#### Document text

The change from traditional agriculture into knowledge-based agriculture and move from cereal to high-value agriculture primarily depends on extension services (Shah et al., 2016). Agricultural extension services are intended to deliver farmers the important information and develop their knowledge, which is crucial for agricultural and rural development since meeting fresh social challenges, necessitates farmers to adopt new methods and production systems (Prager et al., 2017). Agricultural extension services aim to increase the livelihoods and well-being of the rural community by increasing information, knowledge and capacity of farmers for collective action (Bourne et al., 2017).

########
#### Information supplied

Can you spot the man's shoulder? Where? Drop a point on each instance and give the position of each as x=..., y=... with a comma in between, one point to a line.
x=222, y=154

########

Written tasks -
1 – According to the passage on agricultural extension services, what does the move from cereal to high-value agriculture primarily depend on?
2 – Duplicate the passage on agricultural extension services between "The change from" and "(Bourne et al., 2017).", inclusive.
The data above comes from a separate source.

Set of answers -
1 – Extension services.

2 –
The change from traditional agriculture into knowledge-based agriculture and move from cereal to high-value agriculture primarily depends on extension services (Shah et al., 2016). Agricultural extension services are intended to deliver farmers the important information and develop their knowledge, which is crucial for agricultural and rural development since meeting fresh social challenges, necessitates farmers to adopt new methods and production systems (Prager et al., 2017). Agricultural extension services aim to increase the livelihoods and well-being of the rural community by increasing information, knowledge and capacity of farmers for collective action (Bourne et al., 2017).